Render the entries as a JSON list of strings with one string per line, leaving out blank lines. Cover only the lines starting at the one that contains "the shrub near foundation" and ending at the end of the entries.

(Stored dataset entries)
▶
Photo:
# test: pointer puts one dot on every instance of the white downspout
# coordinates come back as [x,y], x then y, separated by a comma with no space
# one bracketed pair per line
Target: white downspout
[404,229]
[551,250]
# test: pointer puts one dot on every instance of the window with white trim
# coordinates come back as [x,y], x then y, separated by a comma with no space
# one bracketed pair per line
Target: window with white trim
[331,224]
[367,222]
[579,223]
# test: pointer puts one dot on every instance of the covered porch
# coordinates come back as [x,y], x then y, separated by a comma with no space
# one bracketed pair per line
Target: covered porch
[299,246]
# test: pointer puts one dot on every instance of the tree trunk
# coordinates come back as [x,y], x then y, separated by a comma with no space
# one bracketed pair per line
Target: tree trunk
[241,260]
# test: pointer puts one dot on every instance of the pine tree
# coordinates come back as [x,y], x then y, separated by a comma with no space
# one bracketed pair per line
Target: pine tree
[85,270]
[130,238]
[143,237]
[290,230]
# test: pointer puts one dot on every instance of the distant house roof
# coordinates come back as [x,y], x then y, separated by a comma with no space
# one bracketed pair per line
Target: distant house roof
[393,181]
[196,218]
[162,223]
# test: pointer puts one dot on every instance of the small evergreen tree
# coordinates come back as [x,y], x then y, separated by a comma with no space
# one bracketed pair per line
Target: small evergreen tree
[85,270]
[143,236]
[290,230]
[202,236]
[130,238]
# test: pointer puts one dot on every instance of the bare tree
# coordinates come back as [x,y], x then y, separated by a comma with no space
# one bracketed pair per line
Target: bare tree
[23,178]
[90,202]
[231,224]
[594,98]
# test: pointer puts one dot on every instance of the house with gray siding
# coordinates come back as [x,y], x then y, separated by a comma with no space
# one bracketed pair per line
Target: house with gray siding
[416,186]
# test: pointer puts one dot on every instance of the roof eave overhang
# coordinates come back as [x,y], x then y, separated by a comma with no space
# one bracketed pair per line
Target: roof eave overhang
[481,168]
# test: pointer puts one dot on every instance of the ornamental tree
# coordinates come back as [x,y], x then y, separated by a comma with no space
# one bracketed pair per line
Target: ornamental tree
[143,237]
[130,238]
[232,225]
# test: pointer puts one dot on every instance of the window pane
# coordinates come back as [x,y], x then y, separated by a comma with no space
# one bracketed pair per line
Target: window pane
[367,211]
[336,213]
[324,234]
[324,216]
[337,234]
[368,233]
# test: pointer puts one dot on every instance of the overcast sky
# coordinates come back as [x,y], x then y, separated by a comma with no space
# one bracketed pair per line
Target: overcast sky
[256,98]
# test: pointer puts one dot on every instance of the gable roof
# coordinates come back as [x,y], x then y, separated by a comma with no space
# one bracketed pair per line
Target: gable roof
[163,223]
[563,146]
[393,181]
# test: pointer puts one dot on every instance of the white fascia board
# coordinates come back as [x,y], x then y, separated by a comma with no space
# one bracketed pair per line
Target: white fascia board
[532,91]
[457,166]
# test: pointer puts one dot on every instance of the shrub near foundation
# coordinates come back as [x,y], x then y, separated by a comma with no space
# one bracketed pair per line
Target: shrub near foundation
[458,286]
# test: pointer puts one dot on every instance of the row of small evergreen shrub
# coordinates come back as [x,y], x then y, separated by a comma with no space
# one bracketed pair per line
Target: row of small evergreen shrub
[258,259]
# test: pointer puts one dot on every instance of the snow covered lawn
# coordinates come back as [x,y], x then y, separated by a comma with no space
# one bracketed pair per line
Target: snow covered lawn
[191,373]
◀
### Response to the exercise
[
  "# test: pointer puts one dot on every instance of the shrub near foundation",
  "# coordinates come back as [x,y], x then y, separated by a comma with no space",
  "# one bracketed pair per line",
  "Target: shrub near foundation",
  "[458,286]",
  "# test: pointer puts one dot on every instance of the row of small evergreen shrub",
  "# coordinates come back as [x,y], x then y, separated by a comma with no space",
  "# one bracketed pair per line",
  "Target: row of small evergreen shrub",
  "[258,259]",
  "# test: pointer puts one dot on every instance of the snow covered lawn",
  "# coordinates come back as [x,y], x then y, separated by a comma with no space",
  "# one bracketed pair per line",
  "Target: snow covered lawn",
  "[191,373]"
]